§ Task:
When you reach the line containing "Query: sandy beach" in the entries below, start writing out each line exactly, and stop after the line containing "Query: power line".

§ Available data:
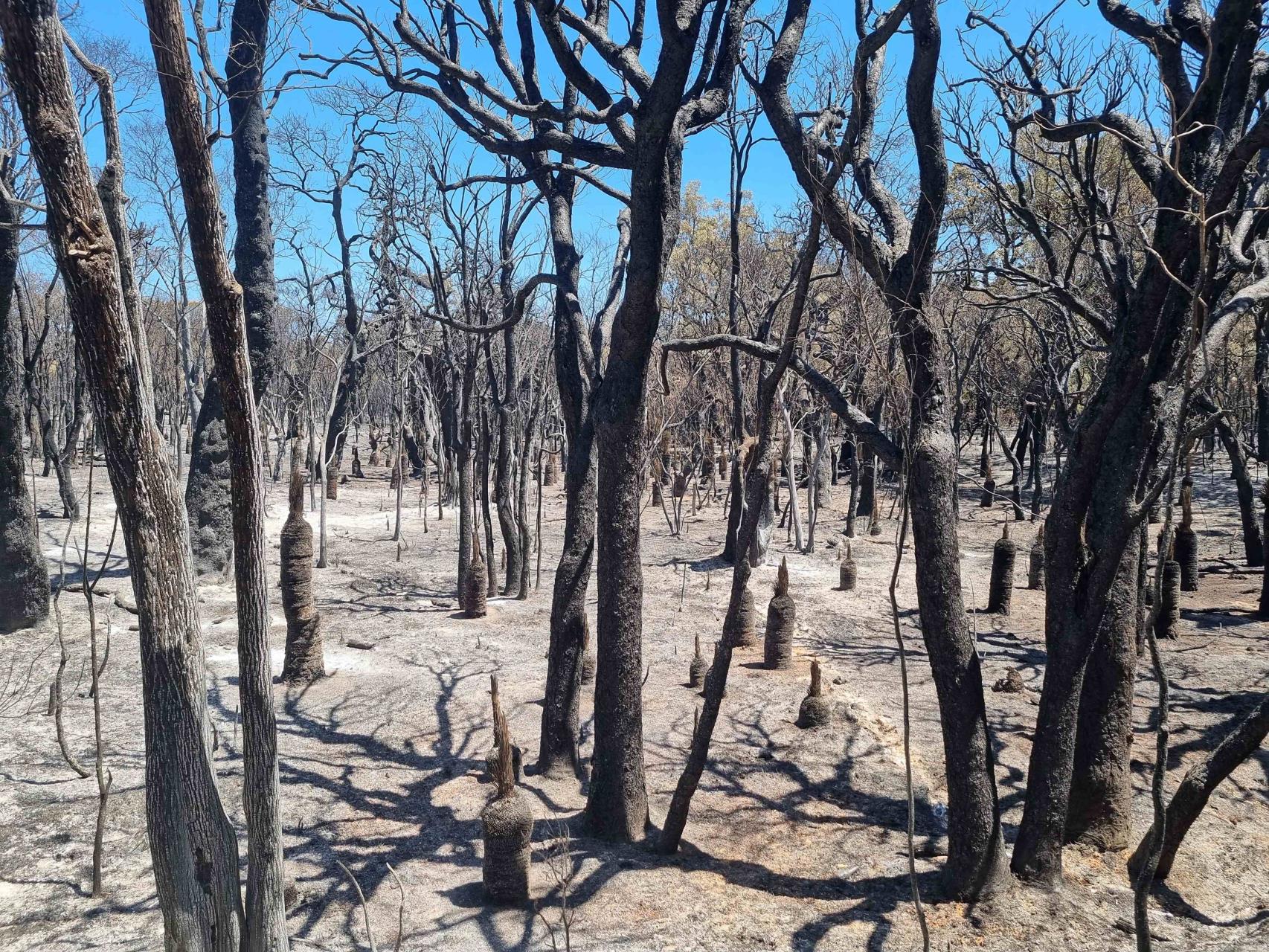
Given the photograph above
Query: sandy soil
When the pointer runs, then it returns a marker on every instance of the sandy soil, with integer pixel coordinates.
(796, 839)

---

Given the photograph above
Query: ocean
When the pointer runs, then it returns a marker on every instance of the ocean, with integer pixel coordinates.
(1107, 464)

--

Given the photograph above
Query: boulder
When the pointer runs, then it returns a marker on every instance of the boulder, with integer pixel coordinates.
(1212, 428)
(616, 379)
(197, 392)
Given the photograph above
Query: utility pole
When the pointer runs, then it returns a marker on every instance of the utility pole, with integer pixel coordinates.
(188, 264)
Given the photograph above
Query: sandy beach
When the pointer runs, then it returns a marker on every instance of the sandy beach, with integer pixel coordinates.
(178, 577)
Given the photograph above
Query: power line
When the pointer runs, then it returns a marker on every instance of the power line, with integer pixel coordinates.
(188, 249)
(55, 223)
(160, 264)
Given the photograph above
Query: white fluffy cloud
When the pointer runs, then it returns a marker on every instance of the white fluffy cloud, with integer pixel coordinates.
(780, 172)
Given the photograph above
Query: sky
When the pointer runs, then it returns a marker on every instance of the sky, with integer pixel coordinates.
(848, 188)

§ Task answer:
Query: sandy beach
When the pointer runs, then it returns a marker on every instance of the sandy beach, with integer pixel coordinates.
(178, 577)
Given the photograph above
Query: power line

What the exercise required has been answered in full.